[[ Excerpted passage, beginning ]]
Frankenstein Commentary

Melissa Alles

Frankenstein is basically a story about a scientist who constructs a being with more soul than its creator. Few parts of this story may be construed as frightening in the classic sense. Even the scene in which the living, breathing creation of young Victor stands by his bedside, while understandably startling, evokes compassion more than fear. "His jaws opened, and he muttered some inarticulate sounds, while a grin wrinkled his cheeks. ...one hand was stretched out, seemingly to detain me...." His actions suggest reaching out, a desire for contact. Frankenstein's immediate judgment of his creation as a "wretch," a "miserable monster," is cruel, hardly befitting one who has given life to another. I have tried to imagine a being so horrific to behold that it would so completely revile me even through the most innocent of gestures. The fact that his "yellow skin scarcely covered the work of muscles and arteries beneath" is helpful, but it just is not enough. It takes sheer malice and destructive will to put me off, but even that does not cut it in this book; when Frankenstein's "monster" surrenders to his anger and hurt, I cannot help but feel that it is justified.
[[ Excerpted passage, end ]]
[[ Data excerpts, beginning ]]
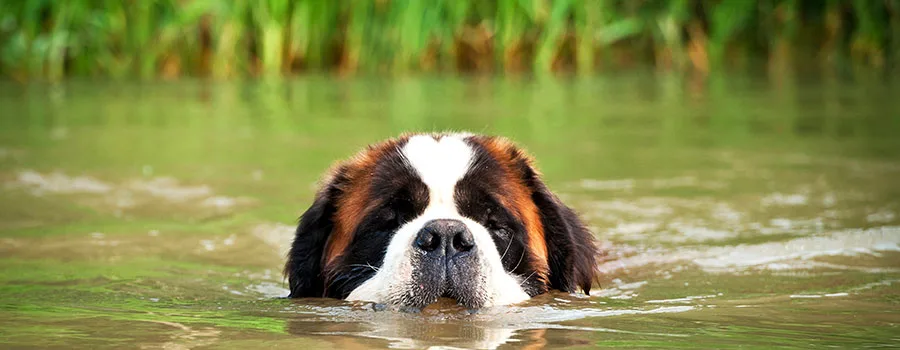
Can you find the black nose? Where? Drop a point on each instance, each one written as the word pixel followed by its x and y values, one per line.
pixel 445 236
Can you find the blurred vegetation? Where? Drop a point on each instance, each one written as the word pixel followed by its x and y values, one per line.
pixel 49 39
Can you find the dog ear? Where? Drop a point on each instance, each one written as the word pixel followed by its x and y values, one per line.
pixel 574 254
pixel 304 264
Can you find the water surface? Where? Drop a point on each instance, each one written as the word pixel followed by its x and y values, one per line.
pixel 745 210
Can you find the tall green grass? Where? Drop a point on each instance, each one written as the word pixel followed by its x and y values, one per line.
pixel 53 39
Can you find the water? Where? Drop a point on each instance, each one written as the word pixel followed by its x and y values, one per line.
pixel 746 210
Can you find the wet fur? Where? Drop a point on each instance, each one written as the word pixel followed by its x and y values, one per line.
pixel 488 195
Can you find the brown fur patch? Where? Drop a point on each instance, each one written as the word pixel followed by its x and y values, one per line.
pixel 519 198
pixel 355 201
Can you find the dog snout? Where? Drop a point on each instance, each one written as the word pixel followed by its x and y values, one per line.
pixel 447 237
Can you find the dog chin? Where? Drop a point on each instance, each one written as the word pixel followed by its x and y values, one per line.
pixel 412 279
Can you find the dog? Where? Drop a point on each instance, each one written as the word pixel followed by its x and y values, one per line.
pixel 429 215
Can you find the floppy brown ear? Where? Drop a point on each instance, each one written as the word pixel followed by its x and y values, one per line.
pixel 304 265
pixel 572 252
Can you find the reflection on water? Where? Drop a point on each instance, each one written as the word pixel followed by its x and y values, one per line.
pixel 734 210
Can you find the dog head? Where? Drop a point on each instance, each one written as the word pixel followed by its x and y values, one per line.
pixel 425 216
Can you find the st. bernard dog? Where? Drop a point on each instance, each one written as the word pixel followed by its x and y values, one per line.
pixel 424 216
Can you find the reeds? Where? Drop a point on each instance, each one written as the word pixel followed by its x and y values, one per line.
pixel 47 39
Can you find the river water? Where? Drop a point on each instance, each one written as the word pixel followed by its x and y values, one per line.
pixel 750 210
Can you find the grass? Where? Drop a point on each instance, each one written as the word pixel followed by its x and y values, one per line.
pixel 51 40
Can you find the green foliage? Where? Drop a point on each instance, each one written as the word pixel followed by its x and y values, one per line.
pixel 46 39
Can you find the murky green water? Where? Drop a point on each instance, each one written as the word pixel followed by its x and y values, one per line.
pixel 739 211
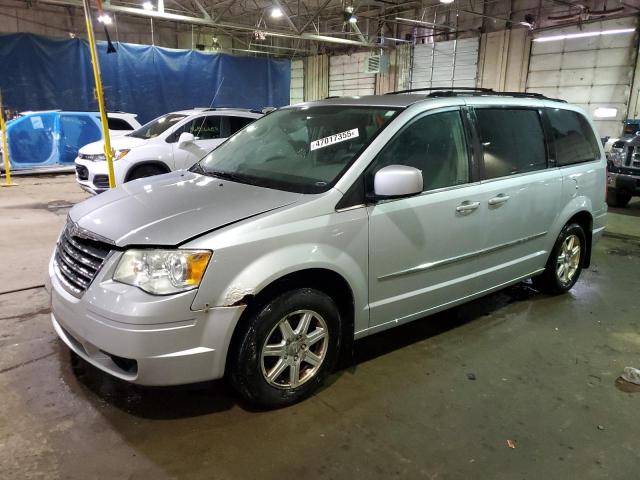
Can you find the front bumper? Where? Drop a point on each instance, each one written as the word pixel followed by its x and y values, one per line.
pixel 140 338
pixel 623 182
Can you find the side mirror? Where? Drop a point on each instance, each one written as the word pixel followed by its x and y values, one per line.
pixel 185 139
pixel 397 181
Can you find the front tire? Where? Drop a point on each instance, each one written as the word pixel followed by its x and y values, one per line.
pixel 565 262
pixel 617 199
pixel 286 348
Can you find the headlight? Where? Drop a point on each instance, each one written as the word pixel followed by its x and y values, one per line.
pixel 162 272
pixel 120 154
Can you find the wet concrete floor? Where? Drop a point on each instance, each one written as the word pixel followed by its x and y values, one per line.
pixel 441 398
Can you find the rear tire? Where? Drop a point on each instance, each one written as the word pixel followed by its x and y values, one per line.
pixel 565 262
pixel 617 199
pixel 145 171
pixel 286 348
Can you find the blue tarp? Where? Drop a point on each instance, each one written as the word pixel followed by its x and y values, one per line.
pixel 42 139
pixel 39 73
[[ Data excerpts, end ]]
◆ Exercise objective ◆
Extend the Frankenstein commentary, picking up after its final sentence.

◆ Answer box ◆
What I find truly disturbing in this tale is Frankenstein's reaction to virtually everything, particularly his repeated assertions that he, while accepting responsibility for everything that happens to his family to vainly glorify his suffering in his own mind, is guiltless. The man simply enjoys pondering his own tragedy. He is completely self-involved, more interested in the wretchedness of his own fate than any danger posed to his family or the insensitive wrongs done unto his creation. Frankenstein brings his sorrow upon himself, yet at every opportunity he is either crashing about declaring his intention to kill the beast he formed, while still failing even to engage him at every encounter, or indulging in some self-gratifying loss of consciousness and/or clarity combined with fever that lasts anywhere from a few moments to several months.

One thing I wonder is whether the angry villagers and others find the giant man so terrible because he seems deformed, or because his appearance suggests a malevolent nature and they immediately fear for their lives. He is constantly attacked without cause; if people were truly fearful that he was this malicious beast intent upon and fully capable of rending them limb from limb, would they really engage him? Or do they somehow believe that his strangeness is the result of some evil and therefore his very presence is a danger? Perhaps it is his innate differentness that repels them. People as a general rule are not known for their tolerance, much less acceptance, of "other."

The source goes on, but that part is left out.